* **Data to use**:
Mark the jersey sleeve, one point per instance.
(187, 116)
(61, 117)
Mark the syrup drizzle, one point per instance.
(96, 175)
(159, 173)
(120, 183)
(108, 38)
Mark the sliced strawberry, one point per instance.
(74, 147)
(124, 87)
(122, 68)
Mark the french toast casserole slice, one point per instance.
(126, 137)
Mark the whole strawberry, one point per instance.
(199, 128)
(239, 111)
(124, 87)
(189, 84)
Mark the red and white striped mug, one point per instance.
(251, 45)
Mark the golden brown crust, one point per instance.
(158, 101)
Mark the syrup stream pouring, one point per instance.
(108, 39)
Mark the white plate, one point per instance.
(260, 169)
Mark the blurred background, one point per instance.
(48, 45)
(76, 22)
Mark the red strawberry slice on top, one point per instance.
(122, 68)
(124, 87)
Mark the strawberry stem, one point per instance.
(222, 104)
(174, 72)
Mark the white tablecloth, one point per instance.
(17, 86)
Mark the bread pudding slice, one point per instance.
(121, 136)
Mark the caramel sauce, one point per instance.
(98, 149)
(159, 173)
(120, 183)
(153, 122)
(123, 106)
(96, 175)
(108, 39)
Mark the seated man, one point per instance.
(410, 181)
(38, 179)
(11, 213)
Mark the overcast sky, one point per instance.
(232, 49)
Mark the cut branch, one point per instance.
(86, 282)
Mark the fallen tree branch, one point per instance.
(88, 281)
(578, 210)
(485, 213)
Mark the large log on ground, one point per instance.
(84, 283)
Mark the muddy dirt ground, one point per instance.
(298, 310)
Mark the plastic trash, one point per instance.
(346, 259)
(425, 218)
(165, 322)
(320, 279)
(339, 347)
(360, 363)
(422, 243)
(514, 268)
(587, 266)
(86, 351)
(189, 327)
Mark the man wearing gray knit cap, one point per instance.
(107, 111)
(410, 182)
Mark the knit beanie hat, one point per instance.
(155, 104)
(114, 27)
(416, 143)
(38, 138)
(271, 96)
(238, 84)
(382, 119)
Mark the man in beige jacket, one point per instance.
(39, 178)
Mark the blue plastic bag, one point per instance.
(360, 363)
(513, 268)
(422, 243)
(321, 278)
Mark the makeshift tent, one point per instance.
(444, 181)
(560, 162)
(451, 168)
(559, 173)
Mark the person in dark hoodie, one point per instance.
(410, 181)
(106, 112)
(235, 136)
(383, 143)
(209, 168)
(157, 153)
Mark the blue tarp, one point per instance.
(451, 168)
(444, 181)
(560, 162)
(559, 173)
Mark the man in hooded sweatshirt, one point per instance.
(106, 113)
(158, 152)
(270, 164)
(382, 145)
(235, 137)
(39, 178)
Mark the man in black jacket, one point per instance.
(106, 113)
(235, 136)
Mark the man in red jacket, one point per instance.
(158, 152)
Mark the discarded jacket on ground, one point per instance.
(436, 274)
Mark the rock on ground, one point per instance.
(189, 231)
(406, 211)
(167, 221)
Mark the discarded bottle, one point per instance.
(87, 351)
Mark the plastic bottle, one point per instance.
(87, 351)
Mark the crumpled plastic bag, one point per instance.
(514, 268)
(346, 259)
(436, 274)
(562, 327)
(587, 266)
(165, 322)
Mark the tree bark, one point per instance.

* **What is being asked**:
All lines from the one with "Mark the discarded jacket" onward to the end of the records above should be repeated exactly, and only those lines.

* **Answer box**:
Mark the discarded jacket on ground, one point per instance.
(436, 274)
Mark the rock on ground, one point per instance.
(189, 231)
(406, 211)
(167, 221)
Mark the discarded bottle, one point per instance.
(87, 351)
Mark the plastic bottle, one point per instance.
(87, 351)
Mark the crumpled plastic bag, one point per instance.
(514, 268)
(346, 259)
(436, 274)
(562, 327)
(587, 266)
(165, 322)
Mark the tree bark, one point per instance.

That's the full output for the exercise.